### EXERCISE TEXT:
Stimulant Use Disorder
Home / Addiction A - Z / Types of Substance Use Disorder / Stimulant Use Disorder
Stimulants increase alertness, attention, and energy, as well as elevate blood pressure, heart rate, and respiration. They include illicit drugs such as cocaine and methamphetamine, as well as prescription drugs such as Ritalin® and Adderall®.
Stimulants have historically been used to treat conditions such as obesity, attention deficit hyperactivity disorder, and sleep disorders.
What are stimulants?
Stimulants increase alertness, attention, and energy, as well as elevate blood pressure, heart rate, and respiration. Stimulants include a wide range of drugs such as cocaine, methamphetamine, and prescription medications including Ritalin®, Adderall®, Modafinil® and others.
Cocaine is a chemical isolated from the South American coca plant. As a street drug, it often appears as a fine, white, crystalline powder. Cocaine that has been processed into rock crystals is called crack. The crystals are heated and smoked. It is also known as Coke, C, Snow, Powder, or Blow.
Methamphetamine usually takes the form of a white, bitter-tasting powder (that easily dissolves in water) or a pill. Crystal methamphetamine is a form of the drug that looks like glass fragments or shiny, bluish-white rocks. It is also known as Meth, Chalk, Ice, or Crystal.
How are stimulants used?
Historically, stimulants were used to treat asthma and other respiratory problems, obesity, neurological disorders, and other ailments. But as their potential for misuse and addiction became apparent, the medical use of stimulants waned. Now, stimulants are prescribed to treat only a few health conditions, including ADHD, narcolepsy, and occasionally depression in those who have not responded to other treatments.
Both methamphetamine and cocaine come in different forms and can be injected, snorted, swallowed, or smoked. The duration and intensity of the drug depends upon how it is administered. Certain methods (such as smoking and injection) put the substance into the bloodstream very quickly, thus increasing its addictive potential and the likelihood of overdose and other health consequences.

### RECORDED DATA:
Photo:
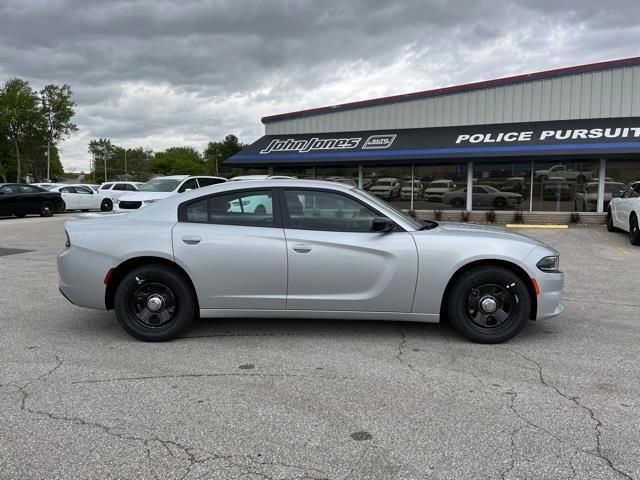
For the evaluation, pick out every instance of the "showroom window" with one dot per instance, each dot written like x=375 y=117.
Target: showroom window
x=560 y=186
x=391 y=183
x=251 y=208
x=440 y=186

### EXERCISE TASKS:
1. In the stimulant use disorder text, what name is given to cocaine that has been processed into rock crystals?
2. Put this sentence from the stimulant use disorder text into Spanish: "Cocaine is a chemical isolated from the South American coca plant."

### SOLUTIONS TO THE PROBLEMS:
1. Crack

2. La cocaína es una sustancia química aislada de la planta de coca sudamericana.